• Excerpted records:
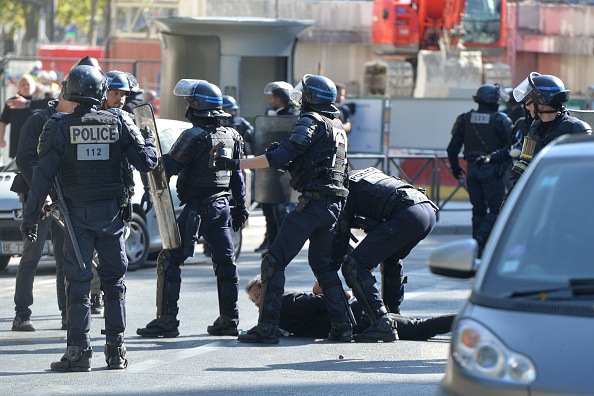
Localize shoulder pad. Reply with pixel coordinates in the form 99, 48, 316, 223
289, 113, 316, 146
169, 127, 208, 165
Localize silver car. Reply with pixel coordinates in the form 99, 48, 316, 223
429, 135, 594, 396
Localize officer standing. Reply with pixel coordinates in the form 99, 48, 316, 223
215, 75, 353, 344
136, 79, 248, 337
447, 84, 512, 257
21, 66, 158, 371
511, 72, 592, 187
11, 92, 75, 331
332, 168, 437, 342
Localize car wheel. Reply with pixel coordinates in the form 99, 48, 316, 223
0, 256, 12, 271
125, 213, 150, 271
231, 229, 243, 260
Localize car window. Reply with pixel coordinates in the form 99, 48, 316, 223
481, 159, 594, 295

--

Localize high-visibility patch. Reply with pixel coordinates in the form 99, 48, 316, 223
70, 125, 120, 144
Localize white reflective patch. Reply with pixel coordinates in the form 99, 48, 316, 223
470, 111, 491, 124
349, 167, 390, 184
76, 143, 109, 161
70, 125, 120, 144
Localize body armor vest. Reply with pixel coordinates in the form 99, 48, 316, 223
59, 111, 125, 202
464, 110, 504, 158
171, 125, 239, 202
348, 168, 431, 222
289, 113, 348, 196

• Given instruction: Collect every line in the records above that contains the word "patch".

• Correct answer:
Localize high-visibility patch. Reply with pixel coordinates in the form 99, 48, 316, 223
Localize white reflective patch. Reply with pixel coordinates in the form 99, 48, 316, 223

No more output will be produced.